* Given passage:
## BEGIN

NOT FOR PUBLICATION IN WEST'S HAWAI‘I REPORTS AND PACIFIC REPORTER



NO. 28953




IN THE INTERMEDIATE COURT OF APPEALS

OF THE STATE OF HAWAI‘I







In the Matter of UNITED PUBLIC WORKERS,
AFSCME, LOCAL 646, AFL-CIO, Union,
Petitioner-Appellant,

v.

LINDA LINGLE, Governor, State of Hawai‘i; HAWAII GOVERNMENT
EMPLOYEES ASSOCIATION, AFSCME, LOCAL 152, AFL-CIO; and MUFI
HANNEMANN, Mayor, City and County of Honolulu; UNIVERSITY OF
HAWAII PROFESSIONAL ASSEMBLY, and COUNTY OF HAWAI‘I (2007-003),
Intervenors-Appellees,

and

HAWAII LABOR RELATIONS BOARD,
Appellee-Appellee.

## END

* Excerpted data:
## BEGIN

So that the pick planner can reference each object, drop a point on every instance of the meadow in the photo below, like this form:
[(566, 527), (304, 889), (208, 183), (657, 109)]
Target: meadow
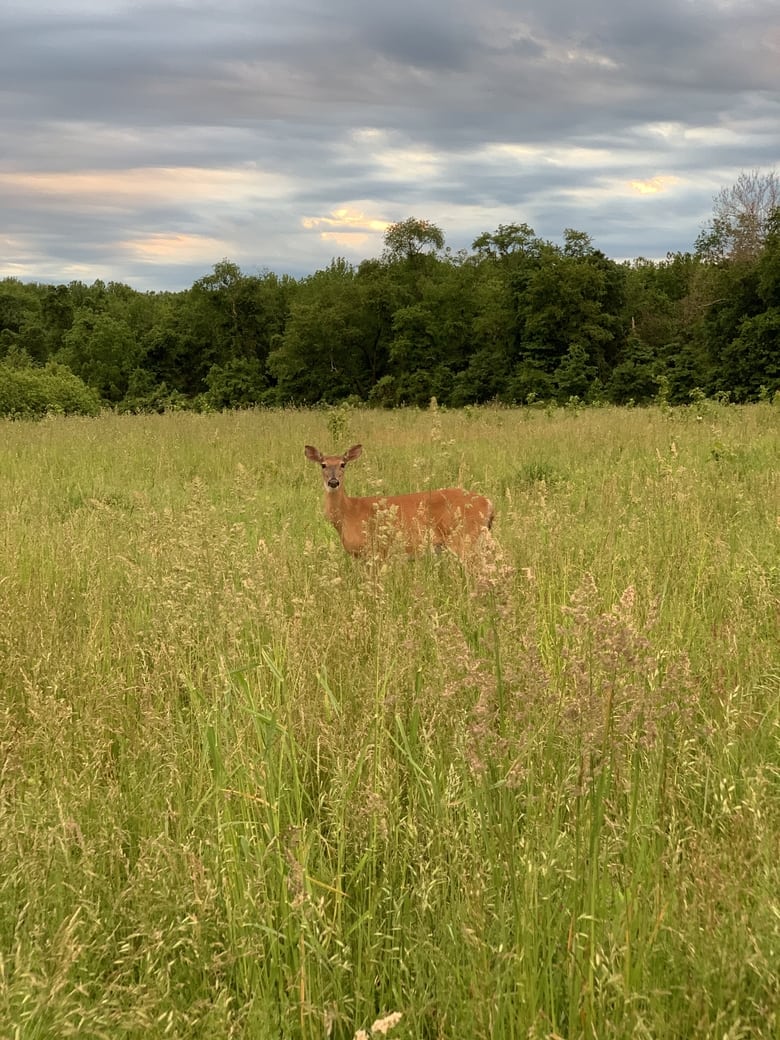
[(253, 787)]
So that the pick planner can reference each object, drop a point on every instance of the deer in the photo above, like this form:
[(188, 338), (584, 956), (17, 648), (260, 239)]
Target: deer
[(448, 518)]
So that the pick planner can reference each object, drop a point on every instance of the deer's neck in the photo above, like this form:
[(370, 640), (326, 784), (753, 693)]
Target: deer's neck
[(336, 507)]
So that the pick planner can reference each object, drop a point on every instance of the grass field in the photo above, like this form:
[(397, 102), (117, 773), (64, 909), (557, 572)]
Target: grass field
[(253, 787)]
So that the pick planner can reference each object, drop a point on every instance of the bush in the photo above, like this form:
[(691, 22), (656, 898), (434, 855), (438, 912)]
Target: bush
[(28, 392)]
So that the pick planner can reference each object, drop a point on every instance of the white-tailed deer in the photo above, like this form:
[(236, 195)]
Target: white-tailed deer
[(447, 518)]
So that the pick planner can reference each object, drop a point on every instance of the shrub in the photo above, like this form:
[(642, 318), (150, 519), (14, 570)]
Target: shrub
[(28, 392)]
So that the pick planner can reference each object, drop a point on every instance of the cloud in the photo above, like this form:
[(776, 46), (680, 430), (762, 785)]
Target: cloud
[(144, 134)]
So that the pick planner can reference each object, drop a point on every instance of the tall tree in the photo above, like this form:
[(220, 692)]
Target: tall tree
[(741, 217)]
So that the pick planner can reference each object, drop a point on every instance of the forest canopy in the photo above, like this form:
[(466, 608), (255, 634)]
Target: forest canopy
[(516, 319)]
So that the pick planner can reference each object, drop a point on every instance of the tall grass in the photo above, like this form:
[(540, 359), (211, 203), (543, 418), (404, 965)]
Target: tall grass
[(252, 787)]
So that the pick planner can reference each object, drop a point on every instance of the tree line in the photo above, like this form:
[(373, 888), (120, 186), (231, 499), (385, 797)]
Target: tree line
[(516, 319)]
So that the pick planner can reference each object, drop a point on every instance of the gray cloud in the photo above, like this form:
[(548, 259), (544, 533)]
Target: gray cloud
[(144, 141)]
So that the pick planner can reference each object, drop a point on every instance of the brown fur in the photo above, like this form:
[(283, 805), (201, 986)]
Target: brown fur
[(446, 518)]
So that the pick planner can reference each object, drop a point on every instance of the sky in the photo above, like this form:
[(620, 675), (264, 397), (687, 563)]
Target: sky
[(146, 140)]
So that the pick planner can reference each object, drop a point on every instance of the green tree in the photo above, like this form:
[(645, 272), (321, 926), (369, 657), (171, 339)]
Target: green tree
[(102, 351)]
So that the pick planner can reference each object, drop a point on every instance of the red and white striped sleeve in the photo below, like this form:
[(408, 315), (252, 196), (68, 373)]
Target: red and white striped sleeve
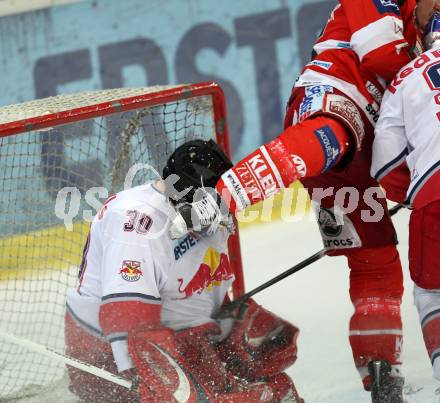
[(377, 34)]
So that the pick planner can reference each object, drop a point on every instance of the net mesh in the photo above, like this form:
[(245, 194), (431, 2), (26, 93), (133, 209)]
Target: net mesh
[(39, 257)]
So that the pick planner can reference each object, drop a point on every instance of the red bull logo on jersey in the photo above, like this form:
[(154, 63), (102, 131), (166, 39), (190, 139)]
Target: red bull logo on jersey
[(214, 269), (131, 270)]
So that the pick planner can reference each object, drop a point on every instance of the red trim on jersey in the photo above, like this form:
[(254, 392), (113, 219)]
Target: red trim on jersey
[(126, 315)]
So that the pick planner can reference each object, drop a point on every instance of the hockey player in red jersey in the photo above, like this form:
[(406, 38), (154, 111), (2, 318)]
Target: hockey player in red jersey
[(145, 303), (403, 141), (326, 144)]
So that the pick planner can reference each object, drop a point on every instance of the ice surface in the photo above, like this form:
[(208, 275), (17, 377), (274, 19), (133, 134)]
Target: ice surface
[(317, 301)]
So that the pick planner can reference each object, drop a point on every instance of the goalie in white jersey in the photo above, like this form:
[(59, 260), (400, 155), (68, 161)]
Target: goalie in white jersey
[(406, 160), (144, 303)]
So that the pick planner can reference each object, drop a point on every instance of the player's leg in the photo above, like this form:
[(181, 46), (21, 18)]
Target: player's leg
[(86, 347), (424, 243)]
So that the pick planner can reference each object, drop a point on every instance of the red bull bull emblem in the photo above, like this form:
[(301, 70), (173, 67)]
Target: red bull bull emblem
[(131, 270), (211, 273)]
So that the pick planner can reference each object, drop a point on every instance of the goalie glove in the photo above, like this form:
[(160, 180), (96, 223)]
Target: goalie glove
[(260, 344)]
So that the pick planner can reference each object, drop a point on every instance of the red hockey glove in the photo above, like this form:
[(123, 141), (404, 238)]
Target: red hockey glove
[(396, 183), (260, 344), (204, 362)]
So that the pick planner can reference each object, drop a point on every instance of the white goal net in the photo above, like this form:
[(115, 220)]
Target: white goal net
[(86, 141)]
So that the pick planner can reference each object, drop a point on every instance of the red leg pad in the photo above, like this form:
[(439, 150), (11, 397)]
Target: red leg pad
[(424, 244), (376, 288)]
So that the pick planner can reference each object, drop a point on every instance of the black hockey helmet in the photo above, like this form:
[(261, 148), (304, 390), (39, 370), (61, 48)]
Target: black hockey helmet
[(197, 163)]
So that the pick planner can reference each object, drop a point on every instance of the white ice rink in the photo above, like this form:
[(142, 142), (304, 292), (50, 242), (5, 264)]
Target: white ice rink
[(317, 301)]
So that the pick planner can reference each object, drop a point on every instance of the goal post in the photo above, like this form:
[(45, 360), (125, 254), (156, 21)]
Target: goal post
[(59, 158)]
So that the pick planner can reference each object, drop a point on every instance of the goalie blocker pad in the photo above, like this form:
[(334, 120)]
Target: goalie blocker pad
[(260, 345)]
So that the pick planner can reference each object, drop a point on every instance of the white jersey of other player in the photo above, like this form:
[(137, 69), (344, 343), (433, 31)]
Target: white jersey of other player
[(409, 125), (129, 258)]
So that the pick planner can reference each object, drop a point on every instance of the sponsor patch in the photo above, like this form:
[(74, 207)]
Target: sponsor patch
[(337, 230), (214, 269), (346, 109), (387, 6), (131, 270), (328, 224), (329, 145), (184, 245), (344, 45)]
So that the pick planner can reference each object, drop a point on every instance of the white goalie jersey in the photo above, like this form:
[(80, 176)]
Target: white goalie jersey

## END

* Short problem: Set down the court caption verbatim between "LINDA LINGLE, Governor, State" and "Appellee-Appellee.", inclusive. Rely solely on the court caption above, ignoring the rows.

* The result:
LINDA LINGLE, Governor, State of Hawai‘i; HAWAII GOVERNMENT
EMPLOYEES ASSOCIATION, AFSCME, LOCAL 152, AFL-CIO; and MUFI
HANNEMANN, Mayor, City and County of Honolulu; UNIVERSITY OF
HAWAII PROFESSIONAL ASSEMBLY, and COUNTY OF HAWAI‘I (2007-003),
Intervenors-Appellees,

and

HAWAII LABOR RELATIONS BOARD,
Appellee-Appellee.